◆ **Data entries**:
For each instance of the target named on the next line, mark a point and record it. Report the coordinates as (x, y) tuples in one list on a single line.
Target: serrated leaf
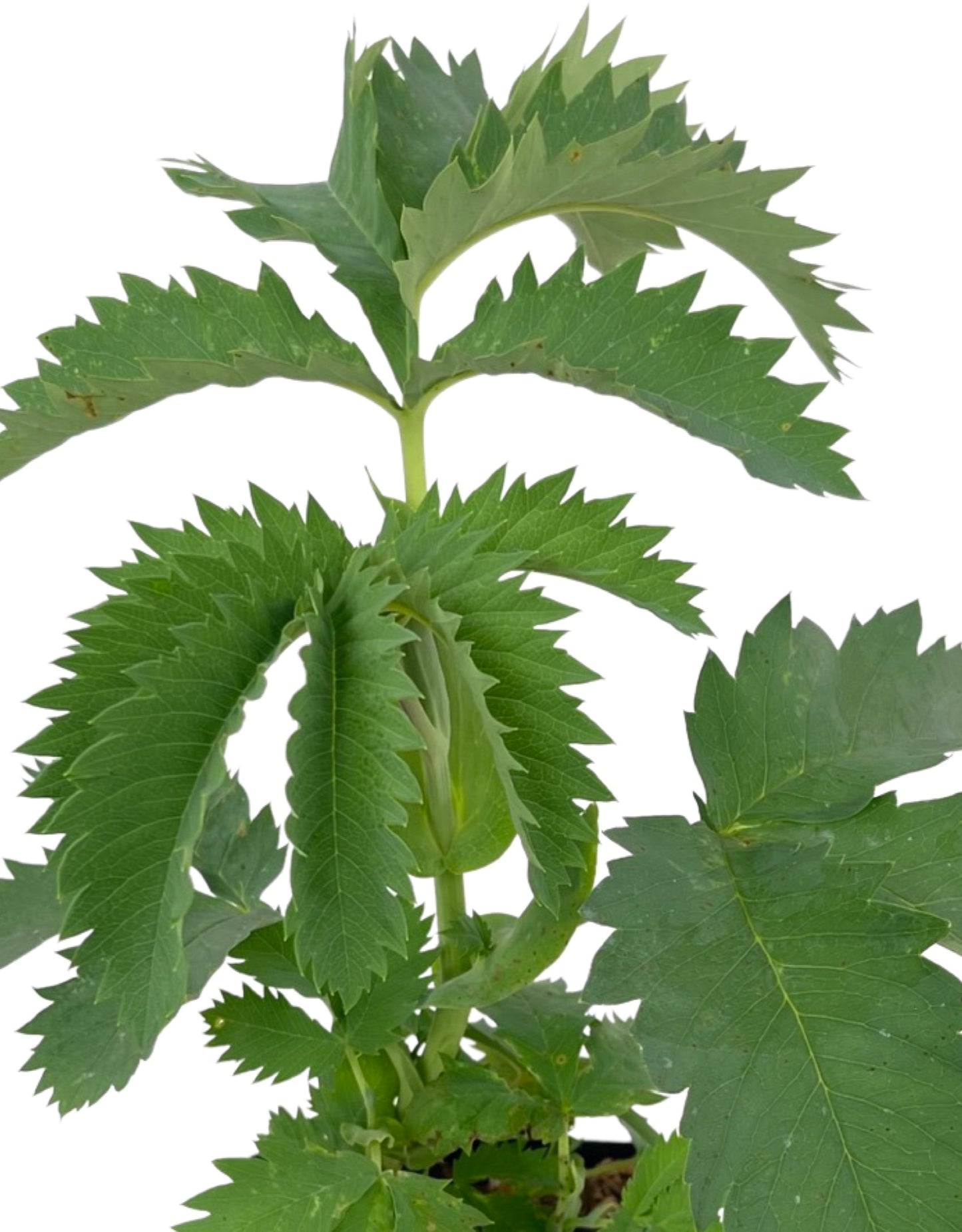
[(162, 672), (292, 1183), (820, 1050), (546, 1026), (653, 350), (346, 218), (85, 1051), (921, 842), (163, 342), (467, 1104), (237, 855), (594, 145), (424, 1205), (616, 1076), (30, 908), (381, 1014), (269, 1035), (806, 732), (349, 788)]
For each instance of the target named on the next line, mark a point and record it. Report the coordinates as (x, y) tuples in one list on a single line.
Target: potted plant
[(775, 942)]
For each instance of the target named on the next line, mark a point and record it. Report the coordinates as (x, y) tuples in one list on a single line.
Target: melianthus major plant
[(775, 943)]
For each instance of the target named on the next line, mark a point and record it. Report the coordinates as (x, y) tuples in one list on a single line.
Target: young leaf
[(85, 1051), (821, 1052), (467, 1104), (806, 732), (571, 158), (238, 856), (292, 1183), (30, 908), (163, 342), (270, 1036), (349, 788), (346, 218), (546, 1026), (652, 349)]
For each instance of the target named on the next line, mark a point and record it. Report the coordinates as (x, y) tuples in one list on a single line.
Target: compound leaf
[(269, 1035), (806, 732), (653, 350), (349, 786), (820, 1050), (163, 342)]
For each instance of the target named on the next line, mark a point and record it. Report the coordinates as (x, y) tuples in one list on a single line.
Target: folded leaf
[(349, 788), (806, 732), (269, 1035), (30, 908), (163, 342), (653, 350), (820, 1050), (292, 1183), (85, 1051)]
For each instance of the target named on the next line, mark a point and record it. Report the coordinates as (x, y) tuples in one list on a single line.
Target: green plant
[(775, 944)]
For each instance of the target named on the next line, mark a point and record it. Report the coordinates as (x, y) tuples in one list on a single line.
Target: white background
[(95, 94)]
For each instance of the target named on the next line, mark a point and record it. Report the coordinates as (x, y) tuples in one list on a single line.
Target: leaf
[(806, 732), (424, 1205), (346, 218), (467, 1104), (160, 678), (501, 621), (582, 540), (269, 1035), (30, 908), (657, 1198), (237, 856), (616, 1077), (85, 1051), (545, 1024), (653, 350), (921, 842), (595, 145), (292, 1183), (163, 342), (349, 788), (381, 1014), (529, 945), (821, 1052)]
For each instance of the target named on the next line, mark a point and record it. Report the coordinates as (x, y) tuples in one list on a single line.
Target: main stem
[(447, 1026)]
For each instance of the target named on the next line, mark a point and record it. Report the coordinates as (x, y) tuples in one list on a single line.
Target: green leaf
[(270, 1036), (657, 1198), (467, 1104), (501, 621), (381, 1016), (163, 342), (593, 143), (423, 114), (616, 1077), (238, 856), (424, 1205), (653, 350), (346, 218), (349, 788), (921, 842), (527, 946), (292, 1183), (160, 677), (806, 732), (30, 908), (820, 1050), (85, 1051), (270, 958), (546, 1026)]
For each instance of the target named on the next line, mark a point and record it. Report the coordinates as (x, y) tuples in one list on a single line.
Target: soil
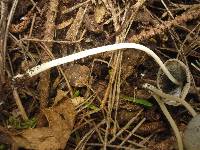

◆ **Task description**: Rewrite every line of the data above as a Markdown table with two columns, Row and Text, numbering the rows and omitting blank lines. Leave the pictures out of the table.

◆ **Result**:
| Row | Text |
|---|---|
| 1 | For each instance of the target named on the next line, mark a point and record it. Report the coordinates as (x, y) tuples in one list on a single line. |
| 2 | Target: serrated leaf |
| 3 | [(162, 672), (292, 1183), (820, 1050), (546, 1026), (653, 350), (346, 218), (85, 1051), (921, 842), (163, 342), (467, 1104), (237, 855), (594, 145), (424, 1205), (616, 1076), (30, 908), (381, 1014), (269, 1035), (806, 732), (349, 788)] |
| 4 | For each instance of the target named on the next line, mark a point and record it. Report the coordinates as (x, y) tuples in one list on a single line. |
| 5 | Target: potted plant |
| 6 | [(775, 942)] |
| 7 | For each instance of the target named on the next line, mark a point and record it. Report the coordinates as (x, y) tuples in one list on a single line. |
| 8 | Target: melianthus major plant |
| 9 | [(775, 943)] |
| 10 | For each instance of the target named on the next line, mark a point and record it. Report the coordinates as (x, y) tuples in one list on a single line. |
| 11 | Target: young leaf |
| 12 | [(85, 1051), (821, 1052), (467, 1104), (806, 732), (571, 158), (238, 856), (292, 1183), (30, 908), (163, 342), (270, 1036), (349, 788), (346, 218), (546, 1026), (652, 349)] |
| 13 | For each instance of the target named on the next line, mark a point and record it. Report the coordinates as (x, y) tuples in one list on a single line. |
| 14 | Target: compound leaf |
| 15 | [(269, 1035), (806, 732), (653, 350), (349, 786), (820, 1050), (163, 342)] |
| 16 | For each instance of the target named on the next line, mark a point and record it. Report the coordinates as (x, y) tuples in one list on a single line. |
| 17 | Target: folded leaf |
| 18 | [(349, 788), (806, 732), (269, 1035), (30, 908), (163, 342), (653, 350), (820, 1050), (292, 1183), (85, 1051)] |
| 19 | For each instance of the target named on the next line, mark a point and record it. Report the coordinates as (x, y) tuples in one list on a single line. |
| 20 | Target: green plant |
| 21 | [(775, 944)] |
| 22 | For each instance of the target named on the next line, mark a point and record it. Report the coordinates as (x, y) tuples in one list on a single line. |
| 23 | Target: white background |
| 24 | [(95, 94)] |
| 25 | For each instance of the target named on the next line, mark a point and record it. Report the coordinates as (x, y) tuples in one list on a single line. |
| 26 | Target: leaf |
| 27 | [(806, 732), (424, 1205), (346, 218), (467, 1104), (160, 678), (501, 621), (582, 540), (269, 1035), (30, 908), (657, 1198), (237, 856), (616, 1077), (85, 1051), (545, 1024), (653, 350), (921, 842), (595, 145), (292, 1183), (163, 342), (349, 788), (381, 1014), (529, 945), (821, 1052)] |
| 28 | For each instance of the target named on the next line, mark a point and record it. Report the coordinates as (x, y) tuples in one list on a single line. |
| 29 | Target: main stem |
| 30 | [(447, 1026)] |
| 31 | For each instance of the target named on the next line, mark a point and record it. Report the coordinates as (x, y) tuples in one list on a single line. |
| 32 | Target: green leaf |
| 33 | [(270, 1036), (657, 1198), (467, 1104), (501, 621), (381, 1016), (163, 342), (593, 143), (423, 114), (616, 1077), (238, 856), (424, 1205), (653, 350), (346, 218), (349, 788), (921, 842), (527, 946), (292, 1183), (160, 677), (806, 732), (30, 908), (820, 1050), (85, 1051), (270, 958), (546, 1026)] |
| 34 | For each instance of the target named on the next line, mark a point and record it. Report the coordinates as (x, y) tuples in one list on a single line. |
| 35 | Target: soil |